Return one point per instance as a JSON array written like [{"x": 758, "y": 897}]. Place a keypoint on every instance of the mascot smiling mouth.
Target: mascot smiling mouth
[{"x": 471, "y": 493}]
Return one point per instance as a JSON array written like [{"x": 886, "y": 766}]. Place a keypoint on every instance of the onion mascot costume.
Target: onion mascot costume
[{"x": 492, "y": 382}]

----------

=== REQUEST ===
Rewrite all of the lines above, changing every "mascot" to "character" and leaving everything else as it is.

=== SOLUTION TO THE PROBLEM ===
Return one point per instance as a JSON array written like [{"x": 758, "y": 897}]. Place a keypoint on every instance of the character smiling mouth.
Target: character smiling mouth
[{"x": 471, "y": 493}]
Return one point per instance as a JSON array written like [{"x": 886, "y": 766}]. Place a keypoint on every instance of the onion character costume.
Target: onion character costume
[{"x": 492, "y": 382}]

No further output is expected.